- **DOCUMENT PASSAGE**
*****
Tanzanian politician

Margaret Simwanza Sitta (born 24 July 1946) is a Tanzanian Chama Cha Mapinduzi politician elected as a member of parliament for Urambo, serving from 2015 to 2020. She previously served as Minister of Education and Vocational Training as well as Minister of Community Development, Gender and Children. Prior to joining politics, she worked as a teacher in government schools.

==Early life and education==
Margaret Simwanza Sitta was born on 24 July 1946. She was educated at Tabora Town Primary School from 1954 to 1957, then attended Ussoke Girls Middle School from 1958 to 1961. She completed her schooling at the Tabora Girls Secondary School in 1965 and received her Certificate of Grade "A" from the Mpwapwa Teachers College in 1967; she later received her diploma at the same college in 1985. She finally received a Ba ED Hons-Degree at the University of Dar es Salaam in 1988.

==Career==
After teaching school, she worked as a secondary school teacher at Tabora Girls, Azania, Mwanza and Forodhani throughout the years 1968 to 1980. In 1980, she held District Education Officer positions of Urambo, Moshi and Kinondoni Municipal from 1990 to 1995. In 1996, she became Head of Workers Education Department - DSM, hired by Trade Unions Confederation of Tanzania (TUCTA) Institution, where she worked for four years. In 2000, she served the Ministry of Education and Vocational Training as Officer-Office of the Commissioner of Education DSM. She was the president of the Tanzania Teachers’ Union before being appointed as Minister of Education and Vocational Training by President Jakaya Kikwete in 2006, a position she held until 2008. From 2008 to 2010, she continued to hold her minister position, but in the Ministry of Community Development, Gender and Children office.
*****
- **SET OF TASKS**
A. According to the passage on Margaret Sitta, at which university did she earn her Ba ED Hons-Degree?
B. From the passage on Margaret Sitta, return the text between "Tanzanian politician" and "in government schools.", inclusive.
C. Write the next part of the passage on Margaret Sitta, starting after its last sentence.
The rows that come next have no connection to the passage on Margaret Sitta.
*****
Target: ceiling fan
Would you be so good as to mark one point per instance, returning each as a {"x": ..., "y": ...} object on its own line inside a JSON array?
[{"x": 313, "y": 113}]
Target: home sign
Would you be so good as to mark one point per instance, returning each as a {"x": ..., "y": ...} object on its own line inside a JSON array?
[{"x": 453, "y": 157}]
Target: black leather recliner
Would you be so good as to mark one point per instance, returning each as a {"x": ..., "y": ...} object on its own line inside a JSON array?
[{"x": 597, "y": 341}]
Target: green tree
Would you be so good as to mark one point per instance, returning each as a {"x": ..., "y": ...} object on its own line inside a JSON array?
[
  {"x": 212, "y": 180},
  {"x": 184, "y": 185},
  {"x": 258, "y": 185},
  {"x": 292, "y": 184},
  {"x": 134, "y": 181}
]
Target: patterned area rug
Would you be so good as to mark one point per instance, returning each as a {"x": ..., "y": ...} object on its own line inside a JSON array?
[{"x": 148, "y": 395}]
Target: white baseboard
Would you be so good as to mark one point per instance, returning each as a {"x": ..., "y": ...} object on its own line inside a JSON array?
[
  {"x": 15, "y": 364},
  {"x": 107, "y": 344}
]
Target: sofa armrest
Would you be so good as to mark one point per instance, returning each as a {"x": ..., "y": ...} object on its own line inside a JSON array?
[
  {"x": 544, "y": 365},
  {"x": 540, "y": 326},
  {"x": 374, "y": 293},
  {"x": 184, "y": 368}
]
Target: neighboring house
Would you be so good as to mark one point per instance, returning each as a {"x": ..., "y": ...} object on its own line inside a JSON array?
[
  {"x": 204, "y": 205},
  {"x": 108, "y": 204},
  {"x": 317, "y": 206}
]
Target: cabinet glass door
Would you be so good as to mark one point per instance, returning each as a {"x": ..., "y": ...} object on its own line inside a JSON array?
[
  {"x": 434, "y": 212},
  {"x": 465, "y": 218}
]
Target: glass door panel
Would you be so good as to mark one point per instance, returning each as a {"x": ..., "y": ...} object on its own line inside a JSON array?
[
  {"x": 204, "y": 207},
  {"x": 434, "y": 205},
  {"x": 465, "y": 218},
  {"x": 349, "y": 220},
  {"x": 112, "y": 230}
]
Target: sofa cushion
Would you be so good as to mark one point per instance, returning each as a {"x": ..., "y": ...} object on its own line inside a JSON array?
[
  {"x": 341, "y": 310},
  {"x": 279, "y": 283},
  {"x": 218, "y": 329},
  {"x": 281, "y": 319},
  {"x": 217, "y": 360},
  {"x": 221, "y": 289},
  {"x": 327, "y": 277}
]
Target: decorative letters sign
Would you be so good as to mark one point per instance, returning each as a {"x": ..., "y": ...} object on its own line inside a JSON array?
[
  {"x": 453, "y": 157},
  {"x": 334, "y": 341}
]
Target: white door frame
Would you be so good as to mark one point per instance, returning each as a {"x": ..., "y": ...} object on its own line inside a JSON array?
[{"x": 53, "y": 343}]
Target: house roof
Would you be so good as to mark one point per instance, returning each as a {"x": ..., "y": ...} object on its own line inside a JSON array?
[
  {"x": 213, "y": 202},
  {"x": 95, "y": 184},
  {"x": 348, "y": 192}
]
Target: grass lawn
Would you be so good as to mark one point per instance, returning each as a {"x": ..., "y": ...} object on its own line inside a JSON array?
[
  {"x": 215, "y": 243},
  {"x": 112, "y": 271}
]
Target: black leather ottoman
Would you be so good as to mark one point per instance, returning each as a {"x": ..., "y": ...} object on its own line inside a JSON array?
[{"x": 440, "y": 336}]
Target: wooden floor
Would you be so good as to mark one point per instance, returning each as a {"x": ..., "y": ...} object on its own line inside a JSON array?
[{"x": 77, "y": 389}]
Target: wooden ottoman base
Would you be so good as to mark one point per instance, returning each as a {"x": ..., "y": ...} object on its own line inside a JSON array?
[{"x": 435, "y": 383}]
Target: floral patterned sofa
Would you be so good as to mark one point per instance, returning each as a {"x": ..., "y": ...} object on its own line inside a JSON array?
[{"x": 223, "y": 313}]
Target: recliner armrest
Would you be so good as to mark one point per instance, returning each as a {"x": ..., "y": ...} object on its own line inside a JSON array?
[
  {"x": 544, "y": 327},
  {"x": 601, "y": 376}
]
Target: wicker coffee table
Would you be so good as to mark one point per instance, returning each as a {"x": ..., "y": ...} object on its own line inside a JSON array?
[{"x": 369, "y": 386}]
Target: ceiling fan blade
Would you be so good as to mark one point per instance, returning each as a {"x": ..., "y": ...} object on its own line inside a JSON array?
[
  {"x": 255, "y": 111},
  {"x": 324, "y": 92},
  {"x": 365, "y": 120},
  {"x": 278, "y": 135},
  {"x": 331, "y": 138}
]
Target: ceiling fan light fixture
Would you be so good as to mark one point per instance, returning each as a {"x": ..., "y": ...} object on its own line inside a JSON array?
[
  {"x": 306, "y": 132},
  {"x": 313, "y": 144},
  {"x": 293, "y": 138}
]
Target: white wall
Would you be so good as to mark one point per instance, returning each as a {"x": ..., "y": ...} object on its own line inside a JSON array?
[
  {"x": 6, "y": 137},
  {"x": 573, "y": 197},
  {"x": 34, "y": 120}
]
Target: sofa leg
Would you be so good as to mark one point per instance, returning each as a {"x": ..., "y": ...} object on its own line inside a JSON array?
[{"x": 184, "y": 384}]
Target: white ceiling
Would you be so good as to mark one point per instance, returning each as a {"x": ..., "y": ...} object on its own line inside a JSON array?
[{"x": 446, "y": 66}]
*****
- **ANSWER SECTION**
A. The University of Dar es Salaam.

B.
Tanzanian politician

Margaret Simwanza Sitta (born 24 July 1946) is a Tanzanian Chama Cha Mapinduzi politician elected as a member of parliament for Urambo, serving from 2015 to 2020. She previously served as Minister of Education and Vocational Training as well as Minister of Community Development, Gender and Children. Prior to joining politics, she worked as a teacher in government schools.

C.
==Political career==

Margaret Simwanza Sitta first took on a political role in 2005 when she became a member of Chama Cha Mapinduzi (CCM) party. She was nominated to the parliament in 2005 representing Urambo constituency. She served CCM as a Member of Ward Political Committee-Msasani DSM from 2005 to 2010 and later as a Member of the National Executive Council in 2017. From 2012 to date, she has served her political party as a Member-NEC Urambo. She was reelected as a member of parliament in 2010 and 2015.

===Family life===
Margaret Simwanza Sitta married Samuel John Sitta who was the Speaker of the National Assembly of Tanzania from 2005 to 2010 and Minister of East African Cooperation from 2010 to 2015. Samuel Sitta died at around 3 am on 7 November 2016 at TUM School of Medicine (Klinikum rechts der Isar) in Munich (Germany) after falling ill for a short period.